(Written request):
Count the lines in the items below that contain the string "stone", treating uppercase and lowercase letters as different. Give only the number.

(Records provided):
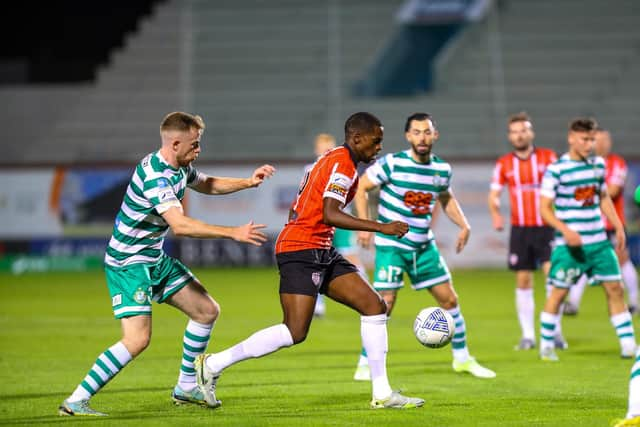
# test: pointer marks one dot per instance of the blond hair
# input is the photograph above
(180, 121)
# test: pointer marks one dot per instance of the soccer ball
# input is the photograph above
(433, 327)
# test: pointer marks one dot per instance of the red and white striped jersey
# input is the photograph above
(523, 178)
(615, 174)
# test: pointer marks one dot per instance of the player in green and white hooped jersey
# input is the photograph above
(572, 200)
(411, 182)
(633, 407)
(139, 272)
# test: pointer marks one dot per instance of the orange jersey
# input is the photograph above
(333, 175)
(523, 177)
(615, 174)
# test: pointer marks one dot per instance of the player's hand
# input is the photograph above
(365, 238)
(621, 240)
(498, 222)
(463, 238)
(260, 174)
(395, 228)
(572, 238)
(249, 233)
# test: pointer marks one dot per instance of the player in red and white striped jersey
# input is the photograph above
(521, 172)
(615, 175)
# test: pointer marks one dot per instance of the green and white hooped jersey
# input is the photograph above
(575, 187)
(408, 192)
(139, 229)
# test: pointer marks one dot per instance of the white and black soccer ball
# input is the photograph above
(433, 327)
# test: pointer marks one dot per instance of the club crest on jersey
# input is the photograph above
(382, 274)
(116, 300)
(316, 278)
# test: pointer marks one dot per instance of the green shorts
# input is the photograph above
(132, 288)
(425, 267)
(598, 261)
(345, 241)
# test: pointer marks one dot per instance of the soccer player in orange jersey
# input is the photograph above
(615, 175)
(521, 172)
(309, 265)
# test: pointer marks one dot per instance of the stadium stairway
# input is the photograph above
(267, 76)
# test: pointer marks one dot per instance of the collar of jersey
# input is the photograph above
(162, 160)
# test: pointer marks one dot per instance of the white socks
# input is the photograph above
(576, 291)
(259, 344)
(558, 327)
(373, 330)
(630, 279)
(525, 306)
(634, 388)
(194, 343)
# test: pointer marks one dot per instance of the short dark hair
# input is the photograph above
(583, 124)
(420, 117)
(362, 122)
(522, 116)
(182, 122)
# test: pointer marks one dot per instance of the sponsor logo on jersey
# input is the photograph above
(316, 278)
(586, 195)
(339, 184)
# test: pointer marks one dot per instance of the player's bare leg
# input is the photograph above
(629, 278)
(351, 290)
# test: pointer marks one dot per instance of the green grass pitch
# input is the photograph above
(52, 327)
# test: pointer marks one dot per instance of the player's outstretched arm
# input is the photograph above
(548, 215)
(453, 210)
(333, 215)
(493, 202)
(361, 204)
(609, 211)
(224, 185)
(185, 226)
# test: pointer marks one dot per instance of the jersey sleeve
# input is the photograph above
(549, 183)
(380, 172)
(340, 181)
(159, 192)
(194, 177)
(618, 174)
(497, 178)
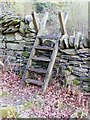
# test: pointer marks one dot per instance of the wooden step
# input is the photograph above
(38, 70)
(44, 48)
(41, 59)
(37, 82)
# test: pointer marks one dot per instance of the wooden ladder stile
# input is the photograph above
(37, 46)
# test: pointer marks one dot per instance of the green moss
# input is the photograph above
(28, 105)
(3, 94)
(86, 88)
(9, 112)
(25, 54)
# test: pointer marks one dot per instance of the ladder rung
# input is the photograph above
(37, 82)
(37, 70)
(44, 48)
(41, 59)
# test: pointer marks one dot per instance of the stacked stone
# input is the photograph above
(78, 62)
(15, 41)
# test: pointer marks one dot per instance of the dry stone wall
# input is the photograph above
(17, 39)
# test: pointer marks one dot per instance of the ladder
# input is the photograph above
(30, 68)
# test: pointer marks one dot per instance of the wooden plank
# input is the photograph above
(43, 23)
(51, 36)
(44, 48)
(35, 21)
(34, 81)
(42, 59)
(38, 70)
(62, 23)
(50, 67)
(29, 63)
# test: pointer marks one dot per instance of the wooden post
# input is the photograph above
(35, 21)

==

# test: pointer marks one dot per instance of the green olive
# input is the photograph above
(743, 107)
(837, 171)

(Problem solution):
2